Please repeat, exactly and without pictures, the lines of the entries below that run from the one containing "Target: sky" through the one containing "Target: soccer field sideline".

=-=-=-=-=

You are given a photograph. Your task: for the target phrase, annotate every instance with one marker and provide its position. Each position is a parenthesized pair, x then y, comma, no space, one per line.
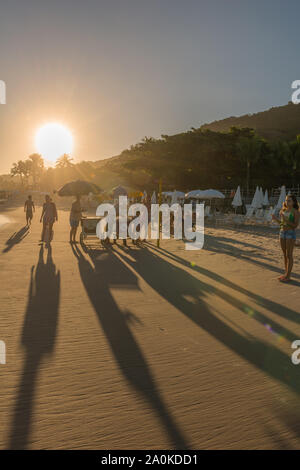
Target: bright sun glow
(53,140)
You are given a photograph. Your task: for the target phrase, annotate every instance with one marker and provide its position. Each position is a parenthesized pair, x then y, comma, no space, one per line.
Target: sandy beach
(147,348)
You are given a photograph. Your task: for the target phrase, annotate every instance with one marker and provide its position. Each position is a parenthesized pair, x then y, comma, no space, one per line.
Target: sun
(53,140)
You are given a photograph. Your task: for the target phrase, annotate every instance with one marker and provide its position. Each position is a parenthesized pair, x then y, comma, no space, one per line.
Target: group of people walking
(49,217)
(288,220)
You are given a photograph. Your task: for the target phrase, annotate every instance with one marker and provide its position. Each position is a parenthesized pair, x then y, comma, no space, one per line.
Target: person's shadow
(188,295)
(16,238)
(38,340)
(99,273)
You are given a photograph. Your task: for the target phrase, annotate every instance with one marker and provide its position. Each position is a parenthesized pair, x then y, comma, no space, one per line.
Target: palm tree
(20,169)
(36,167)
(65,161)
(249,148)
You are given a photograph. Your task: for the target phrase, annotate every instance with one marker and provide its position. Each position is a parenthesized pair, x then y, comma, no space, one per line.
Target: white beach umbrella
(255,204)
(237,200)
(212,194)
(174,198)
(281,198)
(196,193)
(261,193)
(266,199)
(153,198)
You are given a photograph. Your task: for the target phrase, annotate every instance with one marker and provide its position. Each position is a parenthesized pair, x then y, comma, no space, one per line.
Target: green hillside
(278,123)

=-=-=-=-=

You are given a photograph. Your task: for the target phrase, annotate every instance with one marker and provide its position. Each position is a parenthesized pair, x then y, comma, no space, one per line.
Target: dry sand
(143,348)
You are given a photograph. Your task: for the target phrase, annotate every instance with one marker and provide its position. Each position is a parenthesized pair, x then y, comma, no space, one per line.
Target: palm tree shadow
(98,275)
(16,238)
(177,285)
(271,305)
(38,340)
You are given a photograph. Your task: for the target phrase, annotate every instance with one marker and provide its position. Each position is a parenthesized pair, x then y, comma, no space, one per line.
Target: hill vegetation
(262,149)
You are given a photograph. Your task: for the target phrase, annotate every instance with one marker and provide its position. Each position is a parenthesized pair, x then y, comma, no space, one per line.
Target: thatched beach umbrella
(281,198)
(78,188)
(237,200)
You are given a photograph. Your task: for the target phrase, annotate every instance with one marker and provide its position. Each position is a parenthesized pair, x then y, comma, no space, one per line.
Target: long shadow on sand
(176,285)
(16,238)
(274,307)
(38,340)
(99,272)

=-=-=-=-=

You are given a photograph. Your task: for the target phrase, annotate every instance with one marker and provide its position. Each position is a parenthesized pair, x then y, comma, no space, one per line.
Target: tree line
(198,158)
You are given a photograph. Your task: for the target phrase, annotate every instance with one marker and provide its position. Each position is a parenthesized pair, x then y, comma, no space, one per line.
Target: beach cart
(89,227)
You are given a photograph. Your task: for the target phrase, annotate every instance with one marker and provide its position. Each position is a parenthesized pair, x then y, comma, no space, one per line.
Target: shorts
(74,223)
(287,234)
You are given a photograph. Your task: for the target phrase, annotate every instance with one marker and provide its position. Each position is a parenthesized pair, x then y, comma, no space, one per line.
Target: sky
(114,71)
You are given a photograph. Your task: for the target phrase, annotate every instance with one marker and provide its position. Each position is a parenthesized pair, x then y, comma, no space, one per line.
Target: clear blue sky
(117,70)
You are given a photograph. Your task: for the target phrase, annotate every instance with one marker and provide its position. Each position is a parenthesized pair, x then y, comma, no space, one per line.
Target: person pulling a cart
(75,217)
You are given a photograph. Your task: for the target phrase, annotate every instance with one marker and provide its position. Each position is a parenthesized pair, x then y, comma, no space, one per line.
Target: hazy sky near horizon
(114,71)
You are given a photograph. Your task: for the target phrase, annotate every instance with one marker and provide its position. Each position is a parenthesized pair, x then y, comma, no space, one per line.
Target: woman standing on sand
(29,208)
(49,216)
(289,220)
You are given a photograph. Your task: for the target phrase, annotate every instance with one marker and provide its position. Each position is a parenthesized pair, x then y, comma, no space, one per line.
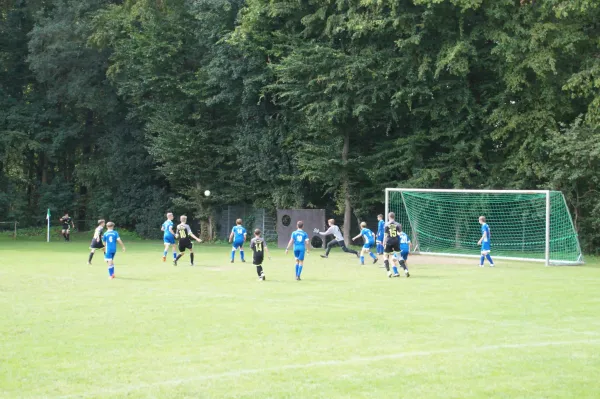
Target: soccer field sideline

=-=-=-=-=

[Written response]:
Target: sky
(114,71)
You are given a photograph. Your task: for the target phrase, annotate every instance with one marker and provide its position. Each position is a parenthesized pair, x then y, comma, no space, one per line.
Target: clear blue sky
(117,70)
You are given a photograph. Your task: for the target phrase, annotate every instance with one marker and provide its position. Each position is a parenthesized pair, x then y, comma, no space, one per line.
Target: person pulling a cart
(75,217)
You are given a photograph. Your task: for the target phrase, annotate every instance with one marker and provide its position. Each position is a parenthesized pair, x then y, comma, no space, one per line.
Target: hazy sky near horizon
(114,71)
You are given a photograph. Your task: for the target phrase, annotate every instance with one marker and provide its position. Each position is a parenthesized pair, x then y, comma, no space, one per line.
Target: woman standing on sand
(29,208)
(49,216)
(289,220)
You are given a photograph. Your task: for the target phrase, annotate every instance with one marker and provide its position. Each position is a parenthesized pair, x then y, comma, no space, one per line.
Target: soccer field sideline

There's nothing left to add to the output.